> _REQUIREMENTS_
Retype the data that follows line by line, exactly, and leave its pictures out.

> _RECORDED DATA_
================================

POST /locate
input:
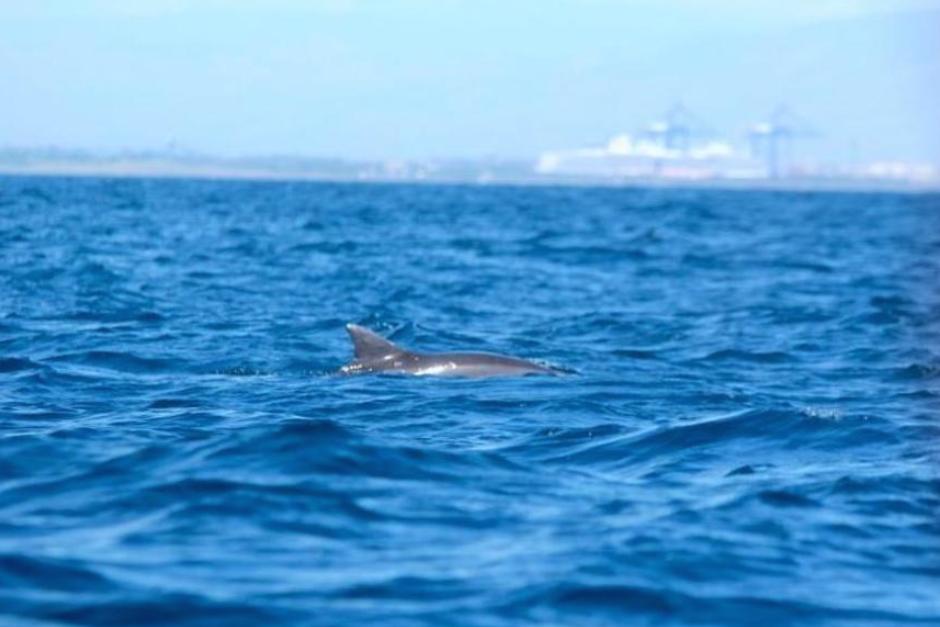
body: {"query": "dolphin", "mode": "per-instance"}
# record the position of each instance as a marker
(376, 354)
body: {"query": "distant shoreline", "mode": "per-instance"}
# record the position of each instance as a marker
(469, 173)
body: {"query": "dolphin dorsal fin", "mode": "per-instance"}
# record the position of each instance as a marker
(370, 345)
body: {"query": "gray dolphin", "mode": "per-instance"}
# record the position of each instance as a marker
(376, 354)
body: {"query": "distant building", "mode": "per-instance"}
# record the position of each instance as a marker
(625, 157)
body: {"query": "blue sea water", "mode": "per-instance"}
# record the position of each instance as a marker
(751, 436)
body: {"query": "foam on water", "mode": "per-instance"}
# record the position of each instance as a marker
(751, 435)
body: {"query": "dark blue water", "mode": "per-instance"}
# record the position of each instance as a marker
(752, 435)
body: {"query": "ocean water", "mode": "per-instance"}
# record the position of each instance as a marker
(751, 436)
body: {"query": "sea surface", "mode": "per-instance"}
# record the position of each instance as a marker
(751, 434)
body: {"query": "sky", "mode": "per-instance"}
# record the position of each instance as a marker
(415, 79)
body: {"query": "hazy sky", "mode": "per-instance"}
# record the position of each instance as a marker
(437, 78)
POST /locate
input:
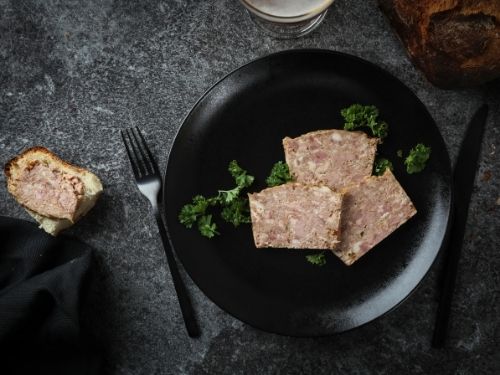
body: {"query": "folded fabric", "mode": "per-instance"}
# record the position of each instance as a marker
(41, 283)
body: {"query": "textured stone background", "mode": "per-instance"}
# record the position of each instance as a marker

================================

> _TASK ANSWER_
POST /locate
input:
body: {"query": "dolphin", "mode": "per-instance"}
# record the position of each instance as a marker
(376, 354)
body: {"query": "distant shoreline", "mode": "per-instance"}
# record the position of each instance as a marker
(469, 173)
body: {"query": "dolphin dorsal fin", "mode": "per-instance"}
# record the position of each instance as a marker
(370, 345)
body: {"query": "gray dolphin", "mode": "per-instance"}
# record the position of each instance as a marker
(376, 354)
body: {"query": "distant building", "mode": "per-instance"}
# record the position of each instance as a marker
(625, 157)
body: {"query": "blue sea water", "mode": "per-instance"}
# record the position of each instance as a marker
(751, 436)
body: {"query": "foam on water", "mode": "per-instance"}
# record the position of each instance as a marker
(751, 435)
body: {"query": "dark blue water", "mode": "per-instance"}
# record the position of each instance as a marker
(752, 435)
body: {"query": "ocean water", "mode": "per-instance"}
# record the position of each instance as a marker
(751, 436)
body: {"query": "sea surface", "mode": "per-instance"}
# record the position of each instance as a marker
(751, 434)
body: {"query": "sky", "mode": "per-instance"}
# record the position of each instance as a marker
(415, 79)
body: {"query": "hazy sky", "mode": "per-instance"}
# record the position of each instance as a marker
(437, 78)
POST /locate
input:
body: {"query": "folded fabric", "mode": "per-instance"}
# record the position of each instance as a marker
(41, 283)
body: {"query": "textured stone background", "mode": "per-instance"}
# record the position of each instance as a marker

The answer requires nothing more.